*ASSIGNED TASK A*. In the paper on the Semantic Web and research methodology learning, rewrite the paragraph that begins "Extending Web 2.0" as a short bulleted list that keeps its main facts.
*ASSIGNED TASK B*. Write the next part of the paper on using the Semantic Web to support learning research methodology, starting after its last sentence.

*SUPPLIED TEXT*.

Keywords

1 Introduction

The emergence of Web 2.0, as well as the possibility of users being both consumers and producers of content, has altered the environment in which information is accessed and knowledge created [1]. University online learning management systems often include tools that can be used to support learning and collaborative knowledge generation, such as discussion forums, blogs, wikis, online debates, group meetings, and reflective journals, and which are also commonly used in massive open online courses (MOOCs) [2]. There is also a growing acknowledgement of the role that other, more open and social, online tools, offered by Web 2.0, can play in promoting learning, albeit informally and outside university control: Facebook, Twitter, and YouTube [3].

Extending Web 2.0, the Semantic Web refers to a “new form of Web content that is meaningful to computers” [4, p. 34], where semantic web technologies provide consistent meaning to online content and support linking such data from various sources and in different formats. The meaning of data is tied to concepts present in a formal knowledge representation schema, an ontology, that will allow a machine to understand and process the content. Semantic markup is then used to annotate text based on the ontology and to provide meaning and intelligent linking of material.

Recognising that research students often find research methodology complex and confusing, with little consistent use of the constructs employed in the domain [5], the role that the Semantic Web can play in exploiting virtual environments to facilitate learning the structure of a research methodology will be explored in this paper. The research question is, thus, as follows: to what extent can the Semantic Web be used to represent research methodology structure and provide a semantically enriched environment to support learning? This was explored using a semantic wiki to present research methodology structure and was limited to research methodologies common in computing fields of study.

2 Background Literature

2.1 Online Approaches to Research Methodology Learning

There has been considerable growth in alternative approaches to face-to-face modes of delivery at postgraduate level, led by increasing access to web-based technologies [6]. Alternatives to the dyadic supervisor-student relationship include blended learning, where the supervisory relationship is extended to the use online tools to support learning [7]. For example, web pages are used to provide teaching materials and links to further resources (such as language editors and statistics experts) [7]. Furthermore, document submission and supervisors’ comments are processed online, thus providing a record of discussions and progress [7]. Asynchronous online discussions have also been used to discuss students’ reflective responses to their reading and assignment answers [8].

Research methodology education is not an established field of its own, with knowledge scattered across several disciplinary journals and special interest groups [9, 10]. There is also no formal, proposed pedagogy aimed at teaching research [10], which is acknowledged as a challenging task [5].

2.2 Learning and the Semantic Web

Currently, students searching the Web have to rely largely on keyword searches, often leading to irrelevant material being identified in the large amount of educational material available [11]. The Semantic Web opens up the possibility of more focused searching, leading to better discovery of research material.

*SUPPLIED MATERIAL*.
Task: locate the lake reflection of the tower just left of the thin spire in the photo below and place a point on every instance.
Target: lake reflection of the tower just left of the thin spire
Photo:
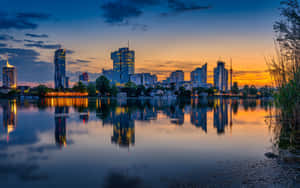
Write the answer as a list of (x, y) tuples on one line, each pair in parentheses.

*OUTPUT A*.
- The Semantic Web extends Web 2.0 and is described as a "new form of Web content that is meaningful to computers."
- Semantic web technologies give online content a consistent meaning and support linking data from different sources and formats.
- The meaning of data comes from concepts in an ontology, a formal knowledge representation schema that lets a machine understand and process the content.
- Semantic markup annotates text based on the ontology, providing meaning and intelligent linking of material.

*OUTPUT B*.
Formal semantic annotation has been used in the tagging of learning materials, making them searchable and retrievable (for example, EdNA, Educational Modelling Language (EML), and SCORM) [12, 13]. There are even language-specific resource descriptors, such as the French ScoLOMER, used for learning object metadata [14]. This has led to the move towards collecting existing distributed learning objects, rather than creating them, from multiple sources by intelligent, adaptive e-learning software agents, using known properties of a student and automated reasoning to assemble learning material into a personalized collection, thus using semantic metadata to construct individualised courses [11, 13, 15].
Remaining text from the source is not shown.